Work order A -
In the passage on player contract insurance, what is the longest period for which teams can typically insure a player at one time?
Work order B -
Write out the stretch of the passage on player contract insurance from "Before the Sept." through "the new policy.".

Passage provided -
▬▬▬▬▬▬

Before the Sept. 11, 2001 terrorist attacks, it was common for teams to purchase insurance for the entirety of a player’s contract. But the insurance industry paid out billions and billions in 9/11-related claims, which led to a tightened insurance market. Now, even if a player’s contract covers five, six or seven years — or, in A-Rod’s case, 10 years — teams typically cannot insure the player for more than three years at a time. When the policy expires, the team can renew, but any new injuries the player suffered in that three-year window would be taken into account in the new policy.
We don’t know the start date for the Yankees’ insurance contract on A-Rod, but for our discussion purposes, let’s assume it was purchased before the start of the 2012 season and covers a three-year term. Let’s also assume the Yankees chose to pay a higher premium in exchange for a small deductible — meaning the policy would kick in if A-Rod remained on the disabled list for 60 consecutive days, as opposed to 90 or 120 days. Let’s also assume the Yankees insured the contract to the fullest amount possible — say, 80% of A-Rod’s salary.
With such a policy in place — and assuming all other policy terms were complied with — the insurer would likely start paying out under the policy after the season’s first 75 days. The first 60 days A-Rod spent on the disabled list to start the season would count as the deductible. The next 15 days would count as the first pay period after the deductible was exhausted for which A-Rod’s services were unavailable to the Yankees due to injury (major-league ballplayers are paid on a semi-monthly basis). This process would continue unless — and until — A-Rod came off the DL. If he spent the entire 2013 season on the disabled list, the Yankees would potentially recoup in the range of $16 million. I reached that figure as follows: 80% of $28 million (A-Rod’s 2013 salary) equals $22.4 million. From that figure you subtract a little more than $6 million for the deductible; that’s approximately 80% of the amount A-Rod will be paid during the season’s first 60 days.

▬▬▬▬▬▬

Study material -
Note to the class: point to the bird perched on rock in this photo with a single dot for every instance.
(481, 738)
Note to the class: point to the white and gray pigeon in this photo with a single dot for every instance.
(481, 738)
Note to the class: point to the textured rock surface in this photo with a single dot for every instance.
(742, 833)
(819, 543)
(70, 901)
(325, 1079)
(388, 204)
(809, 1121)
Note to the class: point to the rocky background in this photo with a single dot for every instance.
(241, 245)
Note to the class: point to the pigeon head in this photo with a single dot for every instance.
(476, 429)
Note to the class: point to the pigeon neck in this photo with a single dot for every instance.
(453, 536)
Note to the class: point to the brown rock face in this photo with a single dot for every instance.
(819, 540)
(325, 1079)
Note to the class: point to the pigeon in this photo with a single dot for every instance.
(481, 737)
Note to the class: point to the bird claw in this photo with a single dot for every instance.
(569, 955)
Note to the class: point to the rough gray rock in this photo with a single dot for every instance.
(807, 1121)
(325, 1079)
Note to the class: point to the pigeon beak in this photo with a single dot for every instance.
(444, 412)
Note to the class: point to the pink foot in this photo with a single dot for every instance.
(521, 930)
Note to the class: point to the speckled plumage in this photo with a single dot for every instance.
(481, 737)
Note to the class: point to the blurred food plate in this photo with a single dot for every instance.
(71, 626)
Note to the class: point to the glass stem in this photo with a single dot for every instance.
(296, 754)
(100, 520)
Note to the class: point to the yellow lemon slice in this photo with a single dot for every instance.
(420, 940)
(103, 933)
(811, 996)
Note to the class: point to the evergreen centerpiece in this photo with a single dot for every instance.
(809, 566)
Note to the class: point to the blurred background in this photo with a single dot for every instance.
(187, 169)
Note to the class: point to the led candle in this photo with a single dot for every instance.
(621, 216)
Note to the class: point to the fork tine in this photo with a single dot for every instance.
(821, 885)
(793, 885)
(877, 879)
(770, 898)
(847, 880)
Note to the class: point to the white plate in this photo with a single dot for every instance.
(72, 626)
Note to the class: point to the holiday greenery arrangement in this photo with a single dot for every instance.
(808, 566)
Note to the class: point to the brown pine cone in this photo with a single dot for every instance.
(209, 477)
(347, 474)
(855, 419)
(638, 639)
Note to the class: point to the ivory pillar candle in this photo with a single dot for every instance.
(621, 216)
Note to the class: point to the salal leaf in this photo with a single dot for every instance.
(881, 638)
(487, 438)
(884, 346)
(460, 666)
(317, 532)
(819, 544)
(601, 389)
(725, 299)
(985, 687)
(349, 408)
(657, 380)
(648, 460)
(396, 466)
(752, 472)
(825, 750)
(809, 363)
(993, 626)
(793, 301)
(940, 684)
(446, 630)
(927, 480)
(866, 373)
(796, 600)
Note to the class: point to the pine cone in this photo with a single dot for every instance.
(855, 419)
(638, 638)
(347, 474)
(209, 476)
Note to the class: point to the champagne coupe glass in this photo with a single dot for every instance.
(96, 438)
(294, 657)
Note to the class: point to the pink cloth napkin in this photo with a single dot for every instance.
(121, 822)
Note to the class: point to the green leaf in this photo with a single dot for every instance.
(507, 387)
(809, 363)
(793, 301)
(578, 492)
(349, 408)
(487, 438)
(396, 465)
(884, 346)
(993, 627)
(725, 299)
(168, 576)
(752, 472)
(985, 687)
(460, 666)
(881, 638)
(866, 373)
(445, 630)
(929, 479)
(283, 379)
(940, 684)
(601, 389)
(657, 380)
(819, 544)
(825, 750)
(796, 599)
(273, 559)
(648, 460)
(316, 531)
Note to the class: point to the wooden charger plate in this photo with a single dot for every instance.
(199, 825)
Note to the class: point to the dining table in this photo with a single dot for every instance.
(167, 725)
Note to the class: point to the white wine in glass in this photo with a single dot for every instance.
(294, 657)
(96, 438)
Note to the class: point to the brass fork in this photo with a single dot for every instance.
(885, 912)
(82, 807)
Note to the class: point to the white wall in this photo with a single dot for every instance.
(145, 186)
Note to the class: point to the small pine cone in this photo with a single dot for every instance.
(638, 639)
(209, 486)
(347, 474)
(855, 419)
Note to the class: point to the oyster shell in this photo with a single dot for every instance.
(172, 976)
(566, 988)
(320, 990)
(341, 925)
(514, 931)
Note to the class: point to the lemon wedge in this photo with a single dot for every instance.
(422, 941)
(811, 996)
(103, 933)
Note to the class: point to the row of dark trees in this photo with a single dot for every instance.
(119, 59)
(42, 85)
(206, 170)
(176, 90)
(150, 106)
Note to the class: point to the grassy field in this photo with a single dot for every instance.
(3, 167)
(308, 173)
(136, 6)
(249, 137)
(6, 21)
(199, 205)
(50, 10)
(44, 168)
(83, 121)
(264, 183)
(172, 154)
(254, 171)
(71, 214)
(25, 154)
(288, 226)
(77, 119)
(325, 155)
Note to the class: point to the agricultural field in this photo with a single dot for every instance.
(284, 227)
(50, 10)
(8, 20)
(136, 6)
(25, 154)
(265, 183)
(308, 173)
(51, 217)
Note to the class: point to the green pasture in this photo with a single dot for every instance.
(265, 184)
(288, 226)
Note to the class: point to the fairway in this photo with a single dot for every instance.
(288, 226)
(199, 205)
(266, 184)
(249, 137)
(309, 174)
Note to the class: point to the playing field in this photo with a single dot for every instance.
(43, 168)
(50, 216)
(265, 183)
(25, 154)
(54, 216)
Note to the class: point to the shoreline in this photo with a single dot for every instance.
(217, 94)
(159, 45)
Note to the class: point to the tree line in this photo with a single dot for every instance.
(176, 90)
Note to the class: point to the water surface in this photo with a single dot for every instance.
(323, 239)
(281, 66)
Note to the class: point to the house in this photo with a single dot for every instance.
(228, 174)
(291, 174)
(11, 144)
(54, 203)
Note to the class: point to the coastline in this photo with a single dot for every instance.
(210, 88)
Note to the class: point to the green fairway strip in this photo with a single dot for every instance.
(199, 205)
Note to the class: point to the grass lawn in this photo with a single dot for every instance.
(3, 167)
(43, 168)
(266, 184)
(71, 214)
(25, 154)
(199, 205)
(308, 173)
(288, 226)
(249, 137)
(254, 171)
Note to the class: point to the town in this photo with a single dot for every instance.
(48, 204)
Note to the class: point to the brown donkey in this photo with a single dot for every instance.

▬▬▬▬▬▬

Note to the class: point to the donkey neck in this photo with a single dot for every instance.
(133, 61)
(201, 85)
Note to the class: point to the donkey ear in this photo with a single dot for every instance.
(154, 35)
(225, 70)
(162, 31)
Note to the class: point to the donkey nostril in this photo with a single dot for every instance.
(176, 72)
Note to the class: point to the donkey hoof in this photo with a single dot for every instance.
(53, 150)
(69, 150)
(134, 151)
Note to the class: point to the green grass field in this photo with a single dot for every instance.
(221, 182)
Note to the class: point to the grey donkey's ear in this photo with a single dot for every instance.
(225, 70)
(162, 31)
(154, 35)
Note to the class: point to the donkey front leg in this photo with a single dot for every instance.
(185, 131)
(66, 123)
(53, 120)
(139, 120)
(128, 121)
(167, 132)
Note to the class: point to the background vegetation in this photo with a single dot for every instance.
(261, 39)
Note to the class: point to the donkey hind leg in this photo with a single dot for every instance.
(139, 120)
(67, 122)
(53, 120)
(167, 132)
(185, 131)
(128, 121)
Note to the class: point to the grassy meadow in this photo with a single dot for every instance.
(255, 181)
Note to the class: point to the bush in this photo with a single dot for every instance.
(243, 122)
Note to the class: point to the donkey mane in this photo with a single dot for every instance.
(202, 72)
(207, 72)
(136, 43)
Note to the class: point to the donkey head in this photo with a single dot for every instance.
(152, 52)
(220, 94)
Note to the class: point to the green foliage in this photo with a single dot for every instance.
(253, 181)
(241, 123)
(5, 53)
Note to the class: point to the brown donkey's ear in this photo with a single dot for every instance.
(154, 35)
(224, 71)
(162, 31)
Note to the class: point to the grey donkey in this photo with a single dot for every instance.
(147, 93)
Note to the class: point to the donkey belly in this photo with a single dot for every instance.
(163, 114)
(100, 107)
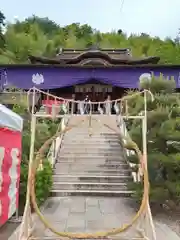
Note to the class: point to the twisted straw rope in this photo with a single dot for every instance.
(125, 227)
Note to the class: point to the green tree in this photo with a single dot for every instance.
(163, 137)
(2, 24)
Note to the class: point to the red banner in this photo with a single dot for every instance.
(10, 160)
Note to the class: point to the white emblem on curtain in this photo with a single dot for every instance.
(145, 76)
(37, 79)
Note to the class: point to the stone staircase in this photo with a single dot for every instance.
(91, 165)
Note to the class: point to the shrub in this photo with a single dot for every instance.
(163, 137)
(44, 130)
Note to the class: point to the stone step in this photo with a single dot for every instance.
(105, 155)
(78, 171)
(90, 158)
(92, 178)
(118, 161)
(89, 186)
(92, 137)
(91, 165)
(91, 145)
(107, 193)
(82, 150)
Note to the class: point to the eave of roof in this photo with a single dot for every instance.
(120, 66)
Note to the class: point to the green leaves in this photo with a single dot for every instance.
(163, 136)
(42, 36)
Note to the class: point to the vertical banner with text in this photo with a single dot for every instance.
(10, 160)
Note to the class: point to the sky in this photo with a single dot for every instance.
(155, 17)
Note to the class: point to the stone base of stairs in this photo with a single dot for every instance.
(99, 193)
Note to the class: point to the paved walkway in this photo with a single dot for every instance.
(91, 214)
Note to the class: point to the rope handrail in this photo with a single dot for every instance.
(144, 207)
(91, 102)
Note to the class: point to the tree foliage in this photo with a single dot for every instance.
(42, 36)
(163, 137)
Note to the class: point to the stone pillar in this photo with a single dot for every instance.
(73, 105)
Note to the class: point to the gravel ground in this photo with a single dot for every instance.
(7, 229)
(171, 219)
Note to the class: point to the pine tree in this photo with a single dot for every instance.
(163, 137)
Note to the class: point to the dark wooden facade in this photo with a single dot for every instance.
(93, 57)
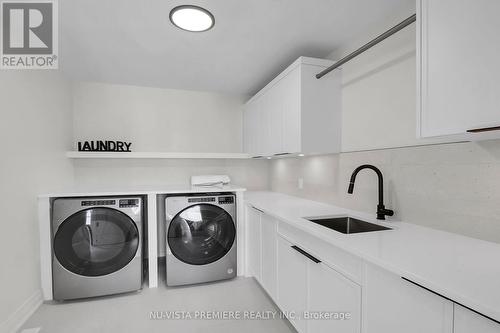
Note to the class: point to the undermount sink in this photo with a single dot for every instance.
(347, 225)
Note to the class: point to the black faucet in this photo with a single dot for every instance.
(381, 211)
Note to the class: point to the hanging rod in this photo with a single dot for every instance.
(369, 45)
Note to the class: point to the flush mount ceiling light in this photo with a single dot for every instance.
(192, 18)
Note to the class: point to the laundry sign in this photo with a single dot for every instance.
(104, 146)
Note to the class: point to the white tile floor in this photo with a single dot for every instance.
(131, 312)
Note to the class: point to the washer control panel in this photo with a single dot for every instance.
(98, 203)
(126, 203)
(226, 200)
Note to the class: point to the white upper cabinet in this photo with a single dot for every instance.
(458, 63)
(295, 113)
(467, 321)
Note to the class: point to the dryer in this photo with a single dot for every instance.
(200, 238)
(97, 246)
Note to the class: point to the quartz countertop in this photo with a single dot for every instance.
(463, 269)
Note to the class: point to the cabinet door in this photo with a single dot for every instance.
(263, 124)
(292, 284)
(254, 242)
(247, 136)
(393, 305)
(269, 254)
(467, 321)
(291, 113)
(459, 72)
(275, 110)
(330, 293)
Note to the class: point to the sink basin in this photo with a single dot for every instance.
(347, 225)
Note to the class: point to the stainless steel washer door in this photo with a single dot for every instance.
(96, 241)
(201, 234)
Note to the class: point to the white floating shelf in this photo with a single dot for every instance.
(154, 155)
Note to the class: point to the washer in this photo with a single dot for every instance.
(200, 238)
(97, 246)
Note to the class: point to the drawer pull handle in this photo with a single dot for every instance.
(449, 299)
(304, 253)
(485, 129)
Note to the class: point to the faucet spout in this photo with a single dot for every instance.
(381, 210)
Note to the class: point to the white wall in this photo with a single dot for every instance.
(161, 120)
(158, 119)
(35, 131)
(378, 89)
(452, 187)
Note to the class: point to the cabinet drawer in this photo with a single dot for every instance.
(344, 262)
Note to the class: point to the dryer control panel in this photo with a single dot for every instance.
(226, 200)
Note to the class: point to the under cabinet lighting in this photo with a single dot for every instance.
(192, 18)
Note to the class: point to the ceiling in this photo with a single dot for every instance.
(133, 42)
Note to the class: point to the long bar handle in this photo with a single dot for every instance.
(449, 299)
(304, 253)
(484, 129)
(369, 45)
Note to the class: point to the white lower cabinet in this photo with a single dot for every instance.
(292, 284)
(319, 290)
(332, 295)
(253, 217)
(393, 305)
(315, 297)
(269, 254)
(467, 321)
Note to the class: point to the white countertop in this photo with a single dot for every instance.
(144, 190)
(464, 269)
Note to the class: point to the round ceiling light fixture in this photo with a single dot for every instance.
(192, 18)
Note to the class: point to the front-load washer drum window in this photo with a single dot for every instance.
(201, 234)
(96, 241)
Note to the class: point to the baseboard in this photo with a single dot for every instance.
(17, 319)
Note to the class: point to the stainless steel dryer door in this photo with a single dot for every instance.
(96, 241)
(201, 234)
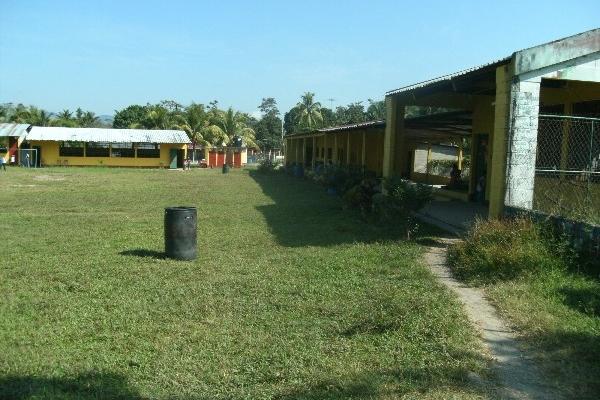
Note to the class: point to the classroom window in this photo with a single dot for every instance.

▬▬▬▬▬▬

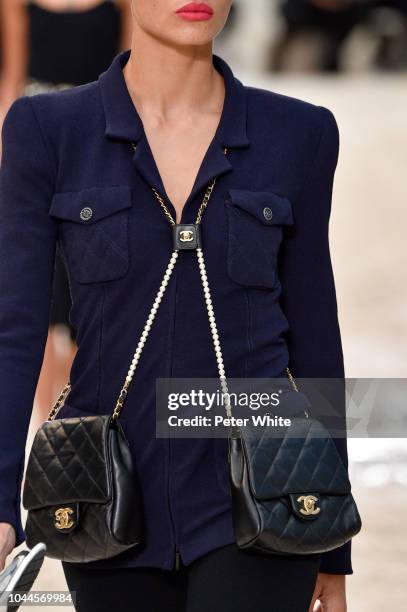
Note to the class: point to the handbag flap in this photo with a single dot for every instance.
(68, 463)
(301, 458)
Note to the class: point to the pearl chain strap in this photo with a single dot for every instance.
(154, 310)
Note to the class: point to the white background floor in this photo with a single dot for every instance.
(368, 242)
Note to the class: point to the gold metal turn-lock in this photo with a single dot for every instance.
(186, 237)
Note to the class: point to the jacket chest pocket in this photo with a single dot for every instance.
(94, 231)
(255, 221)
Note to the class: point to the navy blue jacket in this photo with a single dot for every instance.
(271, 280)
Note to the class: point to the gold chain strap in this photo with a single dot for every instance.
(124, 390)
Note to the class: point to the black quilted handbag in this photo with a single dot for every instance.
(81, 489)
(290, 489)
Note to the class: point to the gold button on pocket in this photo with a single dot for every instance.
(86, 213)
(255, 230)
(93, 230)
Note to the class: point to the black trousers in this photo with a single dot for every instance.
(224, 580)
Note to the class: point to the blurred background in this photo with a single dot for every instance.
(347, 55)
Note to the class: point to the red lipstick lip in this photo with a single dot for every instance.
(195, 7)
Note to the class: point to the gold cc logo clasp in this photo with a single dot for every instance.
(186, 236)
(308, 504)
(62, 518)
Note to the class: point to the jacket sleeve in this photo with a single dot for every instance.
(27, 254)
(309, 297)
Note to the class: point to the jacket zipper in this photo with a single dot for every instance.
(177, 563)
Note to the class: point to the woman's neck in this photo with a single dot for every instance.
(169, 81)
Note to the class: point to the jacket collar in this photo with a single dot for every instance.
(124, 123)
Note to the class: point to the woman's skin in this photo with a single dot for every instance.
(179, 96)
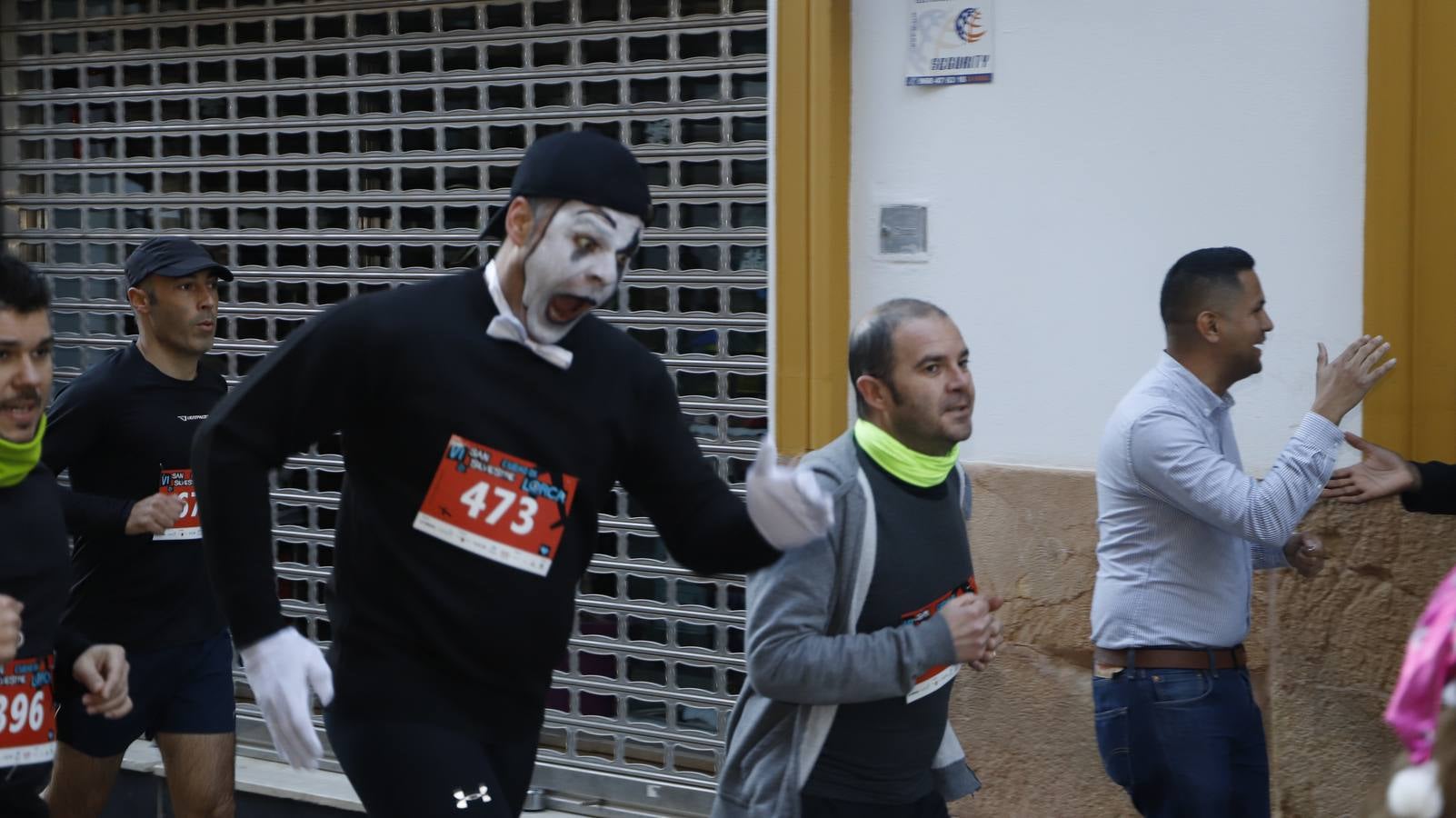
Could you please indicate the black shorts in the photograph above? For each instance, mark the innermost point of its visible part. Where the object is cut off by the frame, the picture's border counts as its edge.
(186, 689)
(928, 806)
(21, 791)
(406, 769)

▬▬▬▬▬▬

Answer area A -
No more than three years at a time.

Answer area B -
Before the Sept. 11, 2001 terrorist attacks, it was common for teams to purchase insurance for the entirety of a player’s contract. But the insurance industry paid out billions and billions in 9/11-related claims, which led to a tightened insurance market. Now, even if a player’s contract covers five, six or seven years — or, in A-Rod’s case, 10 years — teams typically cannot insure the player for more than three years at a time. When the policy expires, the team can renew, but any new injuries the player suffered in that three-year window would be taken into account in the new policy.